» WHAT NEEDS TO BE DONE
Look at the entries below and reproduce them exactly.

(DATASET EXTRACT Opens)

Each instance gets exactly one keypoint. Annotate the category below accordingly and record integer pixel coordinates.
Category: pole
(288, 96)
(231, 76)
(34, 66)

(DATASET EXTRACT Closes)

» THE COMPLETED TASK
Each instance gets exactly one keypoint. Annotate the category below accordingly and record integer pixel coordinates.
Category: pole
(288, 96)
(231, 76)
(34, 66)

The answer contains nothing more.